## [WHAT THIS EXERCISE ASKS]
a: In the film article below, why does Joan sail to Europe? Explain in one to three sentences.
b: Write the next part of the plot summary in the article on The Young Philadelphians, picking up from its final sentence.

** start of EXCERPTED TEXT **

- Theatrical release poster
- Directed by: Vincent Sherman
- Screenplay by: James Gunn
- Based on: The Philadelphian 1956 novel by Richard P. Powell
- Produced by: James Gunn
- Starring: Paul Newman Barbara Rush Alexis Smith Robert Vaughn
- Cinematography: Harry Stradling
- Edited by: William H. Ziegler
- Music by: Ernest Gold
- Distributed by: Warner Bros. Pictures
- Release date: May 19, 1959 (Philadelphia);
- Running time: 136 minutes
- Country: United States
- Language: English
- Box office: $2.8 million (est. US/ Canada rentals)

= The Young Philadelphians =

1959 film by Vincent Sherman

The Young Philadelphians is a 1959 American legal drama film directed by Vincent Sherman and starring Paul Newman, Barbara Rush, Robert Vaughn and Alexis Smith. The film is based on the 1956 novel The Philadelphian, by Richard P. Powell.

==Plot==
It is 1924. Newlywed Kate Judson Lawrence is distraught to discover on her wedding night that her upper-class Philadelphia Main Line husband, William, never really wanted to marry her, when he says, "It was my mother who wanted this marriage, to give her a grandson. But I can't love you, Kate, I can't love anyone", presumably because of his unconfessed homosexuality.

After William leaves her that night, she seeks comfort from longtime working-class friend and former beau Mike Flanagan. The next day, Kate learns that William died of an apparent suicide in a car wreck. Nine months later, Kate gives birth to a son, Anthony Judson "Tony" Lawrence. She is visited by William's mother, who has become aware that Flanagan was Tony's father. She offers money to Kate if she will not raise her son as a Lawrence, but she refuses, and is cut off from the family money.

Years later, Tony is a smart, ambitious Princeton University student working his way through college for Flanagan as a construction worker, aiming to become a lawyer. One day, he encounters socialite Joan Dickinson when she has a minor car accident. They soon fall in love, though Joan is expected by nearly everyone in her lofty social circle to marry millionaire Carter Henry. Their mutual friend, Chester "Chet" Gwynn, warns her not to let social pressure separate her from the one she loves as it did him.

They decide to elope. However, Joan's father Gilbert Dickinson persuades Tony to postpone the wedding by offering him invaluable career help and a job at the highly esteemed law firm of which he is a full partner. Believing Tony has allowed himself to be bought, a disillusioned Joan sails to Europe. When Carter follows her, she marries him. Devastated and angry, Tony realizes that Joan's father wanted her to marry into another wealthy family, and only offered Tony help with his career in the hope of breaking them up. Tony then devotes himself to working his way up the social ladder and learning the game of the wealthy.

** end of EXCERPTED TEXT **
** start of RECORD EXCERPTS **

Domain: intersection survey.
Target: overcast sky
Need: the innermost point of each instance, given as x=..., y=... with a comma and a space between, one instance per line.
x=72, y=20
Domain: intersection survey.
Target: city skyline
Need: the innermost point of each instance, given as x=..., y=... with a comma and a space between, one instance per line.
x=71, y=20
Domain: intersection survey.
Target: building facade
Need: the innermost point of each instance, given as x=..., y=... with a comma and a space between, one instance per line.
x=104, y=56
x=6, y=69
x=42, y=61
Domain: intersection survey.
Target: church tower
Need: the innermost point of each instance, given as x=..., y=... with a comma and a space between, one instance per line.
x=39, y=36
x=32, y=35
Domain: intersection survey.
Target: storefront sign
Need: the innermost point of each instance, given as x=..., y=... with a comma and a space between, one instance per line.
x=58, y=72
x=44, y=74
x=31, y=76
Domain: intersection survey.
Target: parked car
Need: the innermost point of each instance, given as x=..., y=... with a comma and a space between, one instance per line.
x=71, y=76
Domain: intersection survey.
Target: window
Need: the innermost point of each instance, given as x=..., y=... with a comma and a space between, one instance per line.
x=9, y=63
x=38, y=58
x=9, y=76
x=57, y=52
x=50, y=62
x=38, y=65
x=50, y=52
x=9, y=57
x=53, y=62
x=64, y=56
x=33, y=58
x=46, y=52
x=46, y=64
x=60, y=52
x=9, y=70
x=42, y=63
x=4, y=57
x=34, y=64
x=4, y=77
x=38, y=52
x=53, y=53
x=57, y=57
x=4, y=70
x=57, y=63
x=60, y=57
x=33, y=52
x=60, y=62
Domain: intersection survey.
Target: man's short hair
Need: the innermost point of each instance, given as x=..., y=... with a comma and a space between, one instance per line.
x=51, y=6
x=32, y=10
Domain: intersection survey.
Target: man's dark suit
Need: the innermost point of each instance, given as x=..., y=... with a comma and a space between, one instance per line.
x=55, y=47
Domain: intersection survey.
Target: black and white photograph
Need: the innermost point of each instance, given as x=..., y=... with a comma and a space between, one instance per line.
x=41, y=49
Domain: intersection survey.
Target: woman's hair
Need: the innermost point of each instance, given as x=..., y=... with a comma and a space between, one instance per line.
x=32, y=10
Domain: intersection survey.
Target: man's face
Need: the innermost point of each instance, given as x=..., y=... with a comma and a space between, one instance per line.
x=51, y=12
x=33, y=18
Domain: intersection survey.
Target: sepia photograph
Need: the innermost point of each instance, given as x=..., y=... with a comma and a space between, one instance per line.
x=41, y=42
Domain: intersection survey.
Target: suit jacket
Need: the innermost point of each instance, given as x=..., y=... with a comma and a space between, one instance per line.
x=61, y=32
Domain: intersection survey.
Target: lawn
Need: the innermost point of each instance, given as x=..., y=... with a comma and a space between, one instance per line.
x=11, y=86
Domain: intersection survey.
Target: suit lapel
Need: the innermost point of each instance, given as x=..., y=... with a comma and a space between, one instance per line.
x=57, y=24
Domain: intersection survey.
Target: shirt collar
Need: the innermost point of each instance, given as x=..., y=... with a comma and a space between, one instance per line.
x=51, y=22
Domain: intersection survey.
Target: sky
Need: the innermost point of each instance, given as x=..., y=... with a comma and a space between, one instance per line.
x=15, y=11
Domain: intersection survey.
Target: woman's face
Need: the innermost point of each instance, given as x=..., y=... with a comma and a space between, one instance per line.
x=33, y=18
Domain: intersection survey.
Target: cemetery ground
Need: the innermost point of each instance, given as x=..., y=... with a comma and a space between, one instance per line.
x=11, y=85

** end of RECORD EXCERPTS **

## [RESULTS FOR EACH TASK]
a: Joan's father persuades Tony to postpone their wedding by offering him career help and a job at his prestigious law firm. Joan believes Tony has allowed himself to be bought, so she sails to Europe disillusioned.

b:
Fellow student Louis Donetti tells Tony about a wonderful opportunity he has to assist John Marshall Wharton in writing a law book. Tony becomes acquainted with Wharton's much younger wife, Carol, and steals the job from his classmate. Living and working at Wharton's mansion, Tony impresses his employer with his expertise. Carol becomes attracted to him. She comes to his bedroom one night, but he cunningly defuses the dangerous situation by asking her to divorce her husband and marry him, knowing that she will be unwilling to do that.

Wharton offers Tony a job at his own prestigious firm. Tony accepts, deciding to specialize in the relatively new area of tax law, where there is more opportunity for rapid advancement. When the Korean War starts, interrupting his career, Tony serves as a JAG officer. Others are not as fortunate. Chet Gwynn loses an arm in combat, and Carter Henry is killed, leaving Joan a widow.

Upon returning home, Tony gets a lucky break. Forced to work over the Christmas holiday, he is available when the very rich Mrs. J. Arthur Allen needs her will amended. With his specialized knowledge, he shows her how to avoid paying a great deal of taxes. Mrs. Allen responds by designating Tony to manage her finances, instead of her longtime lawyer Gilbert Dickinson. Tony also begins mending his relationship with Joan. Success after success follows, and Tony becomes well known and respected by the Philadelphia elite.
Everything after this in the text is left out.